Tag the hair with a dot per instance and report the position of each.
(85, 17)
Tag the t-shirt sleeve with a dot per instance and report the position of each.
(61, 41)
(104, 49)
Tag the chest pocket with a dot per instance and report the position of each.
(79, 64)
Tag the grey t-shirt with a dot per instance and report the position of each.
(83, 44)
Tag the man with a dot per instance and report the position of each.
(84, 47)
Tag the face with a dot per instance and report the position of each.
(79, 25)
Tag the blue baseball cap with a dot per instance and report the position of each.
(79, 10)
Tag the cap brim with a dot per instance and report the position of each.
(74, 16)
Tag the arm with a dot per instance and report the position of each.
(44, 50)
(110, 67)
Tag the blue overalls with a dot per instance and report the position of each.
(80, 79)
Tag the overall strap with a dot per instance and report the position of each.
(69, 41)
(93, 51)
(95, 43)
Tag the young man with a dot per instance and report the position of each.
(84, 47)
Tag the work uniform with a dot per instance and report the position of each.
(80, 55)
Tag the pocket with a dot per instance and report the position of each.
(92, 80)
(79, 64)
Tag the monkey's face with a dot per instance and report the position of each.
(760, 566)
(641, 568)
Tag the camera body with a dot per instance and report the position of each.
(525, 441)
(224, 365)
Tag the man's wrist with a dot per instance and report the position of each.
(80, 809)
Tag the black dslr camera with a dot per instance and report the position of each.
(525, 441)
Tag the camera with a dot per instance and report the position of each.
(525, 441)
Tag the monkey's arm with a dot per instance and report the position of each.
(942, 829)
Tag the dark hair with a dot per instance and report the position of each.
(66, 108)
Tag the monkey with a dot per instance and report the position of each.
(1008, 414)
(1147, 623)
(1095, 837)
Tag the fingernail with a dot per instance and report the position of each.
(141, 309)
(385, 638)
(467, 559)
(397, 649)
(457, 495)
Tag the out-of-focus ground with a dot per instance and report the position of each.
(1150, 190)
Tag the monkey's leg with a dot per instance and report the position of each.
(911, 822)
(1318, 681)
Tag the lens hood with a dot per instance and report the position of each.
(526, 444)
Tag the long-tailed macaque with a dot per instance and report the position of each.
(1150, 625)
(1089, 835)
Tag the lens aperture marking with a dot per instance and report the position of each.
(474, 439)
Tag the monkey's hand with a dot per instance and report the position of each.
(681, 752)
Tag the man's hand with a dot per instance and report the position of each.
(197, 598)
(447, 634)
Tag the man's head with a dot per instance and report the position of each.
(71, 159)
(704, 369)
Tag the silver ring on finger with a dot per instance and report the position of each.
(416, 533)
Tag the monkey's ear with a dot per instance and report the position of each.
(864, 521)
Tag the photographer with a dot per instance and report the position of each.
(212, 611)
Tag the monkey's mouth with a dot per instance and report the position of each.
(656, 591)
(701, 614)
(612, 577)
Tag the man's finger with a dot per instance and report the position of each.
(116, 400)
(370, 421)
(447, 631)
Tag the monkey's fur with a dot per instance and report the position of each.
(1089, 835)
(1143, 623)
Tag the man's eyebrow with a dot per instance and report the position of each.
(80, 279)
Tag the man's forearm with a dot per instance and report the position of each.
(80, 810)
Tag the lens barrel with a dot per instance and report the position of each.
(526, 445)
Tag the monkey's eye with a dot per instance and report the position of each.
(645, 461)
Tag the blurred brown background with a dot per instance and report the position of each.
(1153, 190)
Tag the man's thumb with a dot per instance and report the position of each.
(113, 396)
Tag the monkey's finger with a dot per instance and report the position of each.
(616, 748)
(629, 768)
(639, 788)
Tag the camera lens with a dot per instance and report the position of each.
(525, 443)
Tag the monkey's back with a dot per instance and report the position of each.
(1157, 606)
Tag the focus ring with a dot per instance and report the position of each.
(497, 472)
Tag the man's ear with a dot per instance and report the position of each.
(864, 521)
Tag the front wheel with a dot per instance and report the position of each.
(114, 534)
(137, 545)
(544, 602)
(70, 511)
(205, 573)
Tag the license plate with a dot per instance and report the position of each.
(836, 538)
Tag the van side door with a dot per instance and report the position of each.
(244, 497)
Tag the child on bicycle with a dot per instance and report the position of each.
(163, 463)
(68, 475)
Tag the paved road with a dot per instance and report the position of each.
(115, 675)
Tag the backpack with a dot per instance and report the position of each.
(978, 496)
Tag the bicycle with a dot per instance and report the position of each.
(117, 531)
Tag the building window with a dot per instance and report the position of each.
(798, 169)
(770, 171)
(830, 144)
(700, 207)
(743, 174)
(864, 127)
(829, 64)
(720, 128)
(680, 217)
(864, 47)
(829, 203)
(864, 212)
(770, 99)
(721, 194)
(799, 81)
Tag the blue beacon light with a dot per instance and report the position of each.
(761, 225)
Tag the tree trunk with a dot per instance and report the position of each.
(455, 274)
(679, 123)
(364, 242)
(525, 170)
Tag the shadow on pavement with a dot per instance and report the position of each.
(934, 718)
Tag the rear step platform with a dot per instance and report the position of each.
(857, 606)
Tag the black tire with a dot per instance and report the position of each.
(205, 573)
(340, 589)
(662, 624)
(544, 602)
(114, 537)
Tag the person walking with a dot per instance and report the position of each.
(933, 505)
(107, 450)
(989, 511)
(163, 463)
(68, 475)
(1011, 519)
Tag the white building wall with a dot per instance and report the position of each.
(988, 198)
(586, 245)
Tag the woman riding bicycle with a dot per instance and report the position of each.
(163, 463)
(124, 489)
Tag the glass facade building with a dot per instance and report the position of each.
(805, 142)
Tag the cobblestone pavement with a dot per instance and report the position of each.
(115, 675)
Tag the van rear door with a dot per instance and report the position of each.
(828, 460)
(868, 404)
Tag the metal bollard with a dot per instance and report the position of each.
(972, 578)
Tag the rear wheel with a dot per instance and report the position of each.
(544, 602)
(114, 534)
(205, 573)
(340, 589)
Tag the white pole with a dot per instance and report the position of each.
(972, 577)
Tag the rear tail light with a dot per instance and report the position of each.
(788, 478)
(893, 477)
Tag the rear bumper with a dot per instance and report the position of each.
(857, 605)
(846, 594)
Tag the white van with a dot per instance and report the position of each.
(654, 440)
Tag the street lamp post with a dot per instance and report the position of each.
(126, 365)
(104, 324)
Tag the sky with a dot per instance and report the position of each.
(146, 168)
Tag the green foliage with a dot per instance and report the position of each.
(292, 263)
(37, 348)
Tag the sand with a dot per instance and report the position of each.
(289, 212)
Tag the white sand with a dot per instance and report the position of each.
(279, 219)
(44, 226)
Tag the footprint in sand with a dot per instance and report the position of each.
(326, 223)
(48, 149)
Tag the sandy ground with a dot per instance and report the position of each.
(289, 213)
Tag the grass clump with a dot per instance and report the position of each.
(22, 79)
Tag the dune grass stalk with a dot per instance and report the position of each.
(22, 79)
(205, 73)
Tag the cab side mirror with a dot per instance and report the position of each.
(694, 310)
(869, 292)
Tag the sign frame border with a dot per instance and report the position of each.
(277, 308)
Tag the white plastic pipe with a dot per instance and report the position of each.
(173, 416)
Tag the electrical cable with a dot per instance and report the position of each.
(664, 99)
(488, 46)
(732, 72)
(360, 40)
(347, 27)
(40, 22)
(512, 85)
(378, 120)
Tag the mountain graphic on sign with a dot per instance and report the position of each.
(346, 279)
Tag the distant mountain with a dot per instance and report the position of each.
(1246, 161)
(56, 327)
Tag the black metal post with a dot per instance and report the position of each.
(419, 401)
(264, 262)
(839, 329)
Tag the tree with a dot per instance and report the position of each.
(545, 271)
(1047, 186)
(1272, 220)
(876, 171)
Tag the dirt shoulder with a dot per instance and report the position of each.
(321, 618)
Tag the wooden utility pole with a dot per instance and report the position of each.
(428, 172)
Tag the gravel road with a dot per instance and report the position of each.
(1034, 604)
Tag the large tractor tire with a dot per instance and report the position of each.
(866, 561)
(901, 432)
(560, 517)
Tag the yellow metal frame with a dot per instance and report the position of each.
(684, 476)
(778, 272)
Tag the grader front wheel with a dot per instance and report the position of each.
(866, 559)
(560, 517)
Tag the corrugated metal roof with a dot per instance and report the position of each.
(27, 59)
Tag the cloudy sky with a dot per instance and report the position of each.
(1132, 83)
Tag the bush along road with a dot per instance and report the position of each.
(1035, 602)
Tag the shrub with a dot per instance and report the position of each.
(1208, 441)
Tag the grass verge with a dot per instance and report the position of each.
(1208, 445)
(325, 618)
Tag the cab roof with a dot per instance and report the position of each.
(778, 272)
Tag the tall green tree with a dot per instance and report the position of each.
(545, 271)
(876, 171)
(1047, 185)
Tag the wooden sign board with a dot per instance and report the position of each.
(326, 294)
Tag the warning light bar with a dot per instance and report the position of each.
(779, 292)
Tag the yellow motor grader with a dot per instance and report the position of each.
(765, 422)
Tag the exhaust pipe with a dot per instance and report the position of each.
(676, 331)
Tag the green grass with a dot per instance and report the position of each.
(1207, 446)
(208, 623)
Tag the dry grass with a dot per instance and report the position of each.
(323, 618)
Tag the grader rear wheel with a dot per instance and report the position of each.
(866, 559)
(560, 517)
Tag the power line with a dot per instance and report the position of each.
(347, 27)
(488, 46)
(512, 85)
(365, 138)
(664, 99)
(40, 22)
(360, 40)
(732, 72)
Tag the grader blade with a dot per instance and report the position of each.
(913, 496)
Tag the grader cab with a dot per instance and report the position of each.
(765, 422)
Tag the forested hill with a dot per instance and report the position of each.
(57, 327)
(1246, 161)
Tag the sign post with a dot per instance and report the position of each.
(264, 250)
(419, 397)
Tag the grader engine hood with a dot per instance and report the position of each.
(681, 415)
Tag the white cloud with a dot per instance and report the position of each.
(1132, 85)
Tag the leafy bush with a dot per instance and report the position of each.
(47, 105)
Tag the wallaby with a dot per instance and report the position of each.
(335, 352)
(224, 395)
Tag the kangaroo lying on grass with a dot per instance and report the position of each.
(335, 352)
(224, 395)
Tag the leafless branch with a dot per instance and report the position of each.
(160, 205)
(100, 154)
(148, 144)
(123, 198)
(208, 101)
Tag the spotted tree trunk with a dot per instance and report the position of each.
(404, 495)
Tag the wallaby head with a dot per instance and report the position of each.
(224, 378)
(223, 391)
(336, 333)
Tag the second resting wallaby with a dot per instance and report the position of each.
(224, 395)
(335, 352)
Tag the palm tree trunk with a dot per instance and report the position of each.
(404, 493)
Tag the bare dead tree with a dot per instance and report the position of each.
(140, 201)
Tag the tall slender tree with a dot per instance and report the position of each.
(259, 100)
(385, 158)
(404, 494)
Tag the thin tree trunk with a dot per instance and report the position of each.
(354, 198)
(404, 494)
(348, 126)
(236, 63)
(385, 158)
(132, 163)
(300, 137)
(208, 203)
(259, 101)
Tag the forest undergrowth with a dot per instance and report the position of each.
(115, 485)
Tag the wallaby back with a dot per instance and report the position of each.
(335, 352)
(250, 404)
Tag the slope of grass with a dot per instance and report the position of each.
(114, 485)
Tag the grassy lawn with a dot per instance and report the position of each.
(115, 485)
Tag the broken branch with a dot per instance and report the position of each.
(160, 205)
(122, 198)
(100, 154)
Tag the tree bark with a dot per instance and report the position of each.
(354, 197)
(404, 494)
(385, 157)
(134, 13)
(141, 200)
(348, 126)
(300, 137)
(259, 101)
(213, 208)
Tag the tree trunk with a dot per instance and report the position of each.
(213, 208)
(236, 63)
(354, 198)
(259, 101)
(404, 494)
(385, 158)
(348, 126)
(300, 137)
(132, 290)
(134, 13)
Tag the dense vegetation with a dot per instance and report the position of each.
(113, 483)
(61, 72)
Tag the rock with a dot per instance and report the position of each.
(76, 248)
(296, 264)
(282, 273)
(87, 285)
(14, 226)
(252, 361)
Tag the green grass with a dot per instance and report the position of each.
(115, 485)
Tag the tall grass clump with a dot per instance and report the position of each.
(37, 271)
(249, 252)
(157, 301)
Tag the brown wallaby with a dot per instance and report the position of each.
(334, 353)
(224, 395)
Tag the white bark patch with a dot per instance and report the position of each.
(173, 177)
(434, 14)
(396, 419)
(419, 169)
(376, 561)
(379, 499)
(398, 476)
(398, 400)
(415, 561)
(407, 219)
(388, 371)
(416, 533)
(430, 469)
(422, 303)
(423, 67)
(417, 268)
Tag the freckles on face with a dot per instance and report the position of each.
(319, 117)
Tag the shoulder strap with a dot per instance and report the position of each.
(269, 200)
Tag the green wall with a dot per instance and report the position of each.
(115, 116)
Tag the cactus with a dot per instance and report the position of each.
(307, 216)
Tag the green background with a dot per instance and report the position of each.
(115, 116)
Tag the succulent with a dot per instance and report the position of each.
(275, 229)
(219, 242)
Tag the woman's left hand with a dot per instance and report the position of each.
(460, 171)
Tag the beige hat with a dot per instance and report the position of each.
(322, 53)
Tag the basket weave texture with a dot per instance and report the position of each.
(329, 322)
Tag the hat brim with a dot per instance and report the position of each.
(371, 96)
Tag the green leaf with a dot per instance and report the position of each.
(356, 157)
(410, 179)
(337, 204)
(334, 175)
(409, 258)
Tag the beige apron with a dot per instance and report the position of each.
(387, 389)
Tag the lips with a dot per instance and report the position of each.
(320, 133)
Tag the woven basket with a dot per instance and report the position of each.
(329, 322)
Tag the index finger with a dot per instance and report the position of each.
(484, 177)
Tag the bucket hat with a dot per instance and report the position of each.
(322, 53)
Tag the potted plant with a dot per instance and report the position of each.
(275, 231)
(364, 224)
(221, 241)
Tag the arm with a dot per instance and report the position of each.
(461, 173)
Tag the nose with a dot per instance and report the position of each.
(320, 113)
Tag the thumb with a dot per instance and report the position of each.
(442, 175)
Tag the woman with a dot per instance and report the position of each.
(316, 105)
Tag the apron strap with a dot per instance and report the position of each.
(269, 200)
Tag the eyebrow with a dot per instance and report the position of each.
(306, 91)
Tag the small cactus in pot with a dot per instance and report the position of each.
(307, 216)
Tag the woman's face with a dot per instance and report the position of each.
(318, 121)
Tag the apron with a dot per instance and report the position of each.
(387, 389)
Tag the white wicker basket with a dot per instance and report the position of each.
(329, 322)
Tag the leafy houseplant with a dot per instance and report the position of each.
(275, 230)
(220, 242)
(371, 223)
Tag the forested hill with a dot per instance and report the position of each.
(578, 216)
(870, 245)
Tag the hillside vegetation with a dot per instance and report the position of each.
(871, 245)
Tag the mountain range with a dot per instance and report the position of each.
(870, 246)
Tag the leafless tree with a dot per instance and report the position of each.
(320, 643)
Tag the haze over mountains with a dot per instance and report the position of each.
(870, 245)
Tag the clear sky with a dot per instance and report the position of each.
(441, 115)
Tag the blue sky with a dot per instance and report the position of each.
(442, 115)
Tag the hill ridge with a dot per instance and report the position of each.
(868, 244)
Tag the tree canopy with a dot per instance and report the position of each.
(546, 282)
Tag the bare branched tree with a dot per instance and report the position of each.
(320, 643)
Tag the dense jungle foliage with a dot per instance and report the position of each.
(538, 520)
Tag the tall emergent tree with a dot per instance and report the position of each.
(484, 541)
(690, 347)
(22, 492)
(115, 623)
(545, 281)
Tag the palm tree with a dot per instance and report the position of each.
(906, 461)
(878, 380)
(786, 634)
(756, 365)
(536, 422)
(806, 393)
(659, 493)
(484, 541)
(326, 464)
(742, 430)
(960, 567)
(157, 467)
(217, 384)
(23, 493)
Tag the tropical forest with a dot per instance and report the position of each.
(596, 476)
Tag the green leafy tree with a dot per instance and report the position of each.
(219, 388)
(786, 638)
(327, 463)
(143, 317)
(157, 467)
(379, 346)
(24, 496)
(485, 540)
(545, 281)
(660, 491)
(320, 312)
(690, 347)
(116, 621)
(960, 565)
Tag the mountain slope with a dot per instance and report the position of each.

◇ ◇ ◇ ◇

### SET EXERCISE
Could you quote, exactly as they appear, the line containing "Tag the bare branched" and every line after it to the end of the records above?

### SOLUTION
Tag the bare branched tree with a dot per instance and report the position of each.
(320, 643)
Tag the dense jungle foliage with a dot per instance and report the position of each.
(538, 520)
Tag the tall emergent tree with a dot per instance and report the position of each.
(484, 541)
(690, 347)
(22, 492)
(115, 623)
(545, 281)
Tag the palm tree with a dot per instance and report the position of each.
(906, 461)
(878, 380)
(786, 634)
(756, 365)
(536, 422)
(806, 393)
(659, 493)
(484, 541)
(326, 464)
(742, 430)
(960, 567)
(157, 467)
(217, 384)
(23, 493)
Tag the tropical forest with a dot per instance and report the position of each.
(596, 476)
Tag the green leafy tree with a dot per instance and report the position of each.
(219, 388)
(786, 638)
(327, 463)
(143, 317)
(157, 467)
(379, 346)
(24, 496)
(485, 540)
(545, 281)
(660, 491)
(320, 312)
(690, 347)
(116, 621)
(960, 565)
Tag the mountain slope with a dot per instance and report the position of each.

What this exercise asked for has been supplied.